The problem: Please extend the mailing-list reply below about the memory hot-add patch, picking up right after its last line.

Re: [PATCH V6] mm: memory hot-add: memory can not be added to movable zone defaultly

From: Hillf Danton
Date: Sat Oct 10 2015 - 05:34:29 EST


>
> From: Changsheng Liu <liuchangcheng@xxxxxxxxxx>
>
> After the user config CONFIG_MOVABLE_NODE,
> When the memory is hot added, should_add_memory_movable() return 0
> because all zones including movable zone are empty,
> so the memory that was hot added will be added to the normal zone
> and the normal zone will be created firstly.
> But we want the whole node to be added to movable zone defaultly.
>
> So we change should_add_memory_movable(): if the user config
> CONFIG_MOVABLE_NODE and sysctl parameter hotadd_memory_as_movable and
> the ZONE_NORMAL is empty or the pfn of the hot-added memory
> is after the end of the ZONE_NORMAL it will always return 1
> and all zones is empty at the same time,
> so that the movable zone will be created firstly
> and then the whole node will be added to movable zone defaultly.
> If we want the node to be added to normal zone,
> we can do it as follows:
> "echo online_kernel > /sys/devices/system/memory/memoryXXX/state"
>
> Signed-off-by: Changsheng Liu <liuchangsheng@xxxxxxxxxx>
> Signed-off-by: Xiaofeng Yan <yanxiaofeng@xxxxxxxxxx>
> Tested-by: Dongdong Fan <fandd@xxxxxxxxxx>
> Cc: Wang Nan <wangnan0@xxxxxxxxxx>
> Cc: Zhang Yanfei <zhangyanfei@xxxxxxxxxxxxxx>
> Cc: Dave Hansen <dave.hansen@xxxxxxxxx>
> Cc: Yinghai Lu <yinghai@xxxxxxxxxx>
> Cc: Tang Chen <tangchen@xxxxxxxxxxxxxx>
> Cc: Hu Tao <hutao@xxxxxxxxxxxxxx>
> Cc: Lai Jiangshan <laijs@xxxxxxxxxxxxxx>
> Cc: Yasuaki Ishimatsu <isimatu.yasuaki@xxxxxxxxxxxxxx>
> Cc: Gu Zheng <guz.fnst@xxxxxxxxxxxxxx>
> Cc: Toshi Kani <toshi.kani@xxxxxx>
> Cc: Xishi Qiu <qiuxishi@xxxxxxxxxx>
> Signed-off-by: Andrew Morton <akpm@xxxxxxxxxxxxxxxxxxxx>

Hm... by AKPM, Advanced kernel Programming Master, really?

Extracted material:
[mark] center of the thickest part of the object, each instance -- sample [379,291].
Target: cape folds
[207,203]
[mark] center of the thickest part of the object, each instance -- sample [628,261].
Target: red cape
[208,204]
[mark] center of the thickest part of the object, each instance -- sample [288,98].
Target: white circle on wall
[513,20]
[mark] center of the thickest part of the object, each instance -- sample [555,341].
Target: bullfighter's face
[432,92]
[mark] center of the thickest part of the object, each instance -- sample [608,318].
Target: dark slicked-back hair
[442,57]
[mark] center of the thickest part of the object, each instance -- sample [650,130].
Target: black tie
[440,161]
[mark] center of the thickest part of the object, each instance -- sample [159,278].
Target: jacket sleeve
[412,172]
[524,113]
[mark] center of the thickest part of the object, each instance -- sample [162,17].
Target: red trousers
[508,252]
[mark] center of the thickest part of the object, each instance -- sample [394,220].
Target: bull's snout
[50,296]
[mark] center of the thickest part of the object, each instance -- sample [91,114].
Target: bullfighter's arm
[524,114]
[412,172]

==

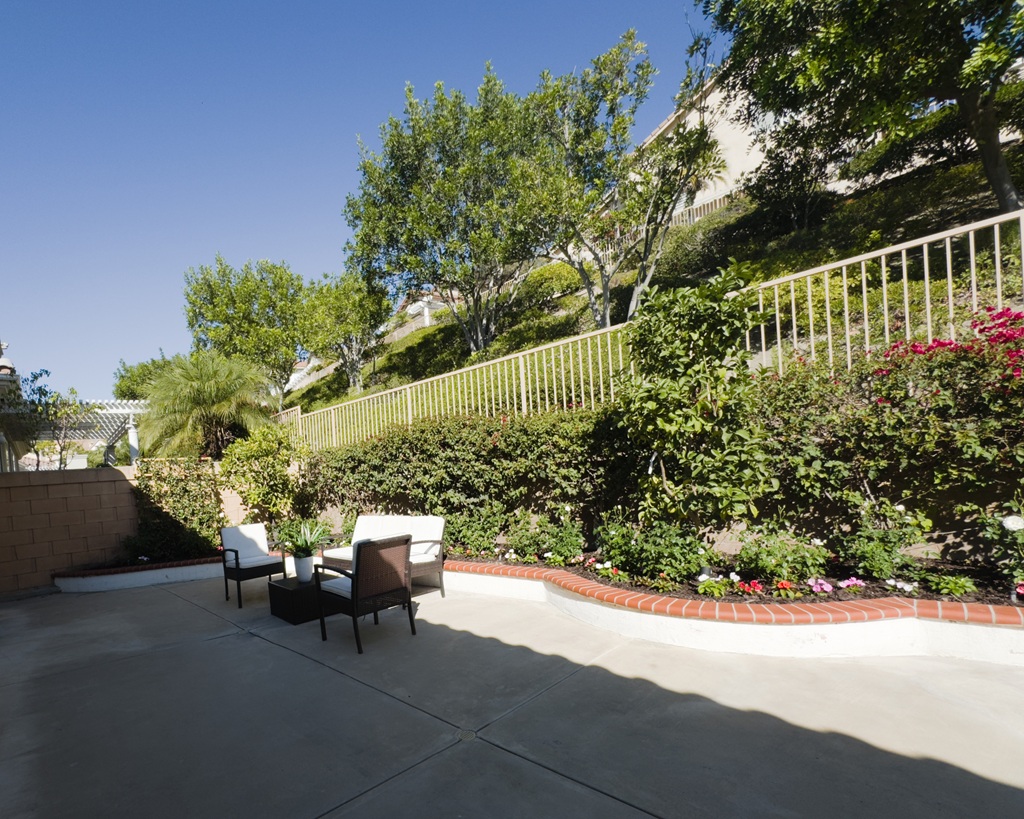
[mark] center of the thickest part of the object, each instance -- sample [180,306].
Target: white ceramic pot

Reply:
> ---
> Documentation/memory-hotplug.txt | 5 ++++-
> kernel/sysctl.c | 15 +++++++++++++++
> mm/memory_hotplug.c | 23 +++++++++++++++++++++++
> 3 files changed, 42 insertions(+), 1 deletions(-)
>
> diff --git a/Documentation/memory-hotplug.txt b/Documentation/memory-hotplug.txt
> index ce2cfcf..7e6b4f4 100644
> --- a/Documentation/memory-hotplug.txt
> +++ b/Documentation/memory-hotplug.txt
> @@ -277,7 +277,7 @@ And if the memory block is in ZONE_MOVABLE, you can change it to ZONE_NORMAL:
> After this, memory block XXX's state will be 'online' and the amount of
> available memory will be increased.
>
> -Currently, newly added memory is added as ZONE_NORMAL (for powerpc, ZONE_DMA).
> +Currently, newly added memory is added as ZONE_NORMAL or ZONE_MOVABLE (for powerpc, ZONE_DMA).
> This may be changed in future.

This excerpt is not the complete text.